Page History: Poor Man's T-SQL Formatter
Compare Page Revisions
Page Revision: 2011-04-27 08:11
This is a homebrew SQL (T-SQL) formatter, mainly created because I could not find any free and open-source T-SQL formatters that handle T-SQL exactly the way I want, including full stored procedure formatting.
It's written in C#, and designed to work in three phases, each using a pluggable class:
- Tokenization - text-level parsing, identifying operators vs keywords vs whitespace vs comments, etc
- Parsing - keyword-level parsing, identifying hierarchical relationships between components of the T-SQL code, statements, clauses, blocks, flow control, etc.
- Please note, this is not a fully-fledged SQL parser. It does not distinguish between different types of DML, it does not parse full expression trees, etc - there's a lot it doesn't do, it just does the bare minimum to enable the formatting I was aiming for.
- Formatting - turning the SQL parse tree back into T-SQL code, with customizable formatting preferences.
The library (and winforms demo and test projects) is released under the Affero GPL, and will continue to be subject to significant changes as I add the major features that I see are missing ( eg CASE statement parsing and derived table support). I'll update this again when it reaches a more stable state.
The code can be found on GitHub, I'd be very grateful for any feedback:
https://github.com/TaoK/PoorMansTSqlFormatterDemo
Paste some T-SQL here:
And it will be formatted here:
Please note (1): This demo uses some default default values for formatting options supported by the library. For a more complete customizable demo, please download the windows forms app (sorry, I haven't compiled and made that available here yet - coming soon; in the meantime, you can download the source from
github).
Please note (2): This demo does send the SQL that you input to the webserver, because the library is implemented as C# and I didn't feel like messing around with silverlight. I am not doing any logging of request content, however, and as far as I know my hosting provider isn't either - so your SQL code should be as reasonably private as anything you post in an online (non-SSL) form. You can see the formatting web service code on
github, and you can see the submission code in the source of this page, it's just some simple jQuery code.

### [Task description]
Copy the passage of the T-SQL formatter page that starts with "Page History: Poor" and ends with "flow control, etc.", substituting "swappable" for "pluggable". The records play no part in this.

### [Rows]

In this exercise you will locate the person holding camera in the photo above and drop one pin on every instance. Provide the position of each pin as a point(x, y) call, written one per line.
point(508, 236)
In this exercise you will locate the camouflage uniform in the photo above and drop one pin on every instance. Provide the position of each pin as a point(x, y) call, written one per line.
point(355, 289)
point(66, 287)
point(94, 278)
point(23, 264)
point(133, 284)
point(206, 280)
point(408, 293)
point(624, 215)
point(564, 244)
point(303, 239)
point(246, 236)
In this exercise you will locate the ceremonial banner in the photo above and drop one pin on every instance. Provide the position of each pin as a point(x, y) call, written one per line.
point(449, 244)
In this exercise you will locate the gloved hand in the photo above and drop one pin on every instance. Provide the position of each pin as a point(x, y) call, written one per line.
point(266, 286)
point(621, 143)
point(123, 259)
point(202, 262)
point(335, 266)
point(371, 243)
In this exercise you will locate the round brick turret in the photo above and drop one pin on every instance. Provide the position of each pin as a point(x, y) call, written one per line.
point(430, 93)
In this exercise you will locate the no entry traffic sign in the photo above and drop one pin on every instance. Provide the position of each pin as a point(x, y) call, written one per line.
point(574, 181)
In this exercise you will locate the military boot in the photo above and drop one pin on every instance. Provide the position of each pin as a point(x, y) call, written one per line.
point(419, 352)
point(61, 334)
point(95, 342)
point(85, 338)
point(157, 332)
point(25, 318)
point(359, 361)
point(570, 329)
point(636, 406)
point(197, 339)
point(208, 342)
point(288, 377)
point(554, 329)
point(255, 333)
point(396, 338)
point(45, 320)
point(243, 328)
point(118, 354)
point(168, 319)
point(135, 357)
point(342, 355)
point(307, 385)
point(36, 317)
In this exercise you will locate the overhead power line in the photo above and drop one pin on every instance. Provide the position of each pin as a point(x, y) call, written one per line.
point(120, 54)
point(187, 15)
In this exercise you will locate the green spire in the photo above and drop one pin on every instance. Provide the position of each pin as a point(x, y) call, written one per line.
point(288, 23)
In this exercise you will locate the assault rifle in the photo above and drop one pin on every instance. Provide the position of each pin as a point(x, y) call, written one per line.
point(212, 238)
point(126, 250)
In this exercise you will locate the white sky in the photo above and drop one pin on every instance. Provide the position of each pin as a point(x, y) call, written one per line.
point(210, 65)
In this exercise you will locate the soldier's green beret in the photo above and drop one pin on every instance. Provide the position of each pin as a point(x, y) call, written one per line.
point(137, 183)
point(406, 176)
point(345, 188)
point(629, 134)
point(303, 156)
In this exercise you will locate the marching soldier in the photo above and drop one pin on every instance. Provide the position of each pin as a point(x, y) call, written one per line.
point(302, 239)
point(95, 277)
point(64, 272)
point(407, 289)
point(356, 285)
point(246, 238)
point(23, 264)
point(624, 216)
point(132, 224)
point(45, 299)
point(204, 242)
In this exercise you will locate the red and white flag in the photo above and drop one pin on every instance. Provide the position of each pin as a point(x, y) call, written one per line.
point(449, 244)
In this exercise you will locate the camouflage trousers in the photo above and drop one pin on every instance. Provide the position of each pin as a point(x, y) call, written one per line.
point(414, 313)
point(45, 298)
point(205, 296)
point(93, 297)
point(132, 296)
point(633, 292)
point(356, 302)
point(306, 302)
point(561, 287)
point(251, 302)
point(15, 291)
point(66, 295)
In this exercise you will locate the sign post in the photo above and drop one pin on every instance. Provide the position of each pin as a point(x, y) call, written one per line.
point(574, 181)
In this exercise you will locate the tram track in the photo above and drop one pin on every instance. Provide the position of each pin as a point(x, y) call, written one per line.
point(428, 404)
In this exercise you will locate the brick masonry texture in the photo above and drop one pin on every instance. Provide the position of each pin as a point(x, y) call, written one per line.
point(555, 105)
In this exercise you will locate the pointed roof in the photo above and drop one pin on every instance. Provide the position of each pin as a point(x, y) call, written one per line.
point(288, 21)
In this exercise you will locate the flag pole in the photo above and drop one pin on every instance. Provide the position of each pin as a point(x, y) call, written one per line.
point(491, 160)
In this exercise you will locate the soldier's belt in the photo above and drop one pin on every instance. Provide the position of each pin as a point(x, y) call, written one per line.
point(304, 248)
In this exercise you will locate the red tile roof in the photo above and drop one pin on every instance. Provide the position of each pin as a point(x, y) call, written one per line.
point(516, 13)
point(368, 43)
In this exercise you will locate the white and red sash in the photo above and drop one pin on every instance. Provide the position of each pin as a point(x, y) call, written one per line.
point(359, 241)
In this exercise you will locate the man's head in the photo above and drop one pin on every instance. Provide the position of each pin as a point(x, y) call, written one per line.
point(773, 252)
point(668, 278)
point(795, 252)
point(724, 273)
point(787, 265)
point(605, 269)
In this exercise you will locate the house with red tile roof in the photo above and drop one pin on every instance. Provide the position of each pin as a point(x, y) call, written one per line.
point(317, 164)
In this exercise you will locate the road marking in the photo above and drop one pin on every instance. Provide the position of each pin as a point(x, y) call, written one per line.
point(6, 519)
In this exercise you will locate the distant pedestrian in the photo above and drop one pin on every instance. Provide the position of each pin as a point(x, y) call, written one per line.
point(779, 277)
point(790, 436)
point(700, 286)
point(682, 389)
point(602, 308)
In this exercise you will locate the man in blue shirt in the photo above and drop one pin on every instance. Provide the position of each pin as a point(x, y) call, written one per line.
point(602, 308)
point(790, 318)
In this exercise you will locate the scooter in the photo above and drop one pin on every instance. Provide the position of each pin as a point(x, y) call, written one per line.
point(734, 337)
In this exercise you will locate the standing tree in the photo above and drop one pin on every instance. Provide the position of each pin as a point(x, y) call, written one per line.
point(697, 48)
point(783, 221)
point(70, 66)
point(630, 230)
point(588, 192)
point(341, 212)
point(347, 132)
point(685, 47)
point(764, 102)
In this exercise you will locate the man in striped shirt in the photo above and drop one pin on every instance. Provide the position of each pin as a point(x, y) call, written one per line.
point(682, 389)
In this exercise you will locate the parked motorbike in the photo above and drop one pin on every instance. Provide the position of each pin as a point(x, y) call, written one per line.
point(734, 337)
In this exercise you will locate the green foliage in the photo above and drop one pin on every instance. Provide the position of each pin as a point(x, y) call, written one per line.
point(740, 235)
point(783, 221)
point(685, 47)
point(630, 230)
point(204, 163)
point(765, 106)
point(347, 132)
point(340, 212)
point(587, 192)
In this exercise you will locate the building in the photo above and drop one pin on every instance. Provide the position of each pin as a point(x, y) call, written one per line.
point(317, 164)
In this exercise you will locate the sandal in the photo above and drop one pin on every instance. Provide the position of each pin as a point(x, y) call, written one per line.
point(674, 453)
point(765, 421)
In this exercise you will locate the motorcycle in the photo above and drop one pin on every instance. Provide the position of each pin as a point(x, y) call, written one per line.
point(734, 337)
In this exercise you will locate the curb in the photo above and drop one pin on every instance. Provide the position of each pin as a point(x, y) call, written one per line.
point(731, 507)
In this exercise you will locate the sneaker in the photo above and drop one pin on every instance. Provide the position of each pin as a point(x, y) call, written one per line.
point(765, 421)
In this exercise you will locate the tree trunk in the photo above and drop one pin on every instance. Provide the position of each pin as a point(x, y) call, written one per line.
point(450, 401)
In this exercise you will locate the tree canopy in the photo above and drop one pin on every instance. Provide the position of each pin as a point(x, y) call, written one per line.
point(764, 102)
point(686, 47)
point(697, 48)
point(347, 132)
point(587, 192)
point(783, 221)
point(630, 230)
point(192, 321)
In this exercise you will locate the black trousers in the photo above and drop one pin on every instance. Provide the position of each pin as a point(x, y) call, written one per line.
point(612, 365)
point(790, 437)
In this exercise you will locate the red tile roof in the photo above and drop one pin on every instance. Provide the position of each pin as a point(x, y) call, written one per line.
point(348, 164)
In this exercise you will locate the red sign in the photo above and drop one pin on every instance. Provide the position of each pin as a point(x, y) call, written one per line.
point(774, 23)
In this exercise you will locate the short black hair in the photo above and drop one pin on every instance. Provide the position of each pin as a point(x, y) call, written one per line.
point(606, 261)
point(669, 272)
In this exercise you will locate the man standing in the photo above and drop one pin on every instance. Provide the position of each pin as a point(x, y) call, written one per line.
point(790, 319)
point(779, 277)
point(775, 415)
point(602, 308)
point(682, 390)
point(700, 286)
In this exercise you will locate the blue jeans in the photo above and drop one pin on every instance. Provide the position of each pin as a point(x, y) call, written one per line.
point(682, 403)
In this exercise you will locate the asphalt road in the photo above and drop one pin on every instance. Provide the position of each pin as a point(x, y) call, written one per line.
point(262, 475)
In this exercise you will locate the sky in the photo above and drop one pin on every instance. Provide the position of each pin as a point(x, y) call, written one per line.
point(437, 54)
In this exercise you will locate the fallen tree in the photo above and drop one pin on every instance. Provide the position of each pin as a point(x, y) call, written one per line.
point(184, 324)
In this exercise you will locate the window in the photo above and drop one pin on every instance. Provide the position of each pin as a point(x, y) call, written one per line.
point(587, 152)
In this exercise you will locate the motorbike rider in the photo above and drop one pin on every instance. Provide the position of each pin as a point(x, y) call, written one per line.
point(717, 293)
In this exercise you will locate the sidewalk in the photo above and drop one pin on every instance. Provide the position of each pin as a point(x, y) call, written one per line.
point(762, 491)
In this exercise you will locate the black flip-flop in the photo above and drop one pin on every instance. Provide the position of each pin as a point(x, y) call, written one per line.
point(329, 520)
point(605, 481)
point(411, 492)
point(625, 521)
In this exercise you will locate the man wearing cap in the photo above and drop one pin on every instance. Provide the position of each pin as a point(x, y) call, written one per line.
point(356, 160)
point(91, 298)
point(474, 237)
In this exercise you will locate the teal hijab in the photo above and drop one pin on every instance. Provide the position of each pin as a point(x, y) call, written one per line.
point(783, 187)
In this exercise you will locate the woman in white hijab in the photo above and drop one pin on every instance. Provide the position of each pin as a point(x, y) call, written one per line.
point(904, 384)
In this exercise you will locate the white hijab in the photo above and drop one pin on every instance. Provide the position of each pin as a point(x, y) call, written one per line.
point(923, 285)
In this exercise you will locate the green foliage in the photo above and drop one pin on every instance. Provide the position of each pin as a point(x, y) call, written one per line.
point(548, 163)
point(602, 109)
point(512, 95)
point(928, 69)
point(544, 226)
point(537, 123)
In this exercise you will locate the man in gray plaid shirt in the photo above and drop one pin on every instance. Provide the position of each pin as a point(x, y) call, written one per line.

### [The completed task]
Page History: Poor Man's T-SQL Formatter
Compare Page Revisions
Page Revision: 2011-04-27 08:11
This is a homebrew SQL (T-SQL) formatter, mainly created because I could not find any free and open-source T-SQL formatters that handle T-SQL exactly the way I want, including full stored procedure formatting.
It's written in C#, and designed to work in three phases, each using a swappable class:
- Tokenization - text-level parsing, identifying operators vs keywords vs whitespace vs comments, etc
- Parsing - keyword-level parsing, identifying hierarchical relationships between components of the T-SQL code, statements, clauses, blocks, flow control, etc.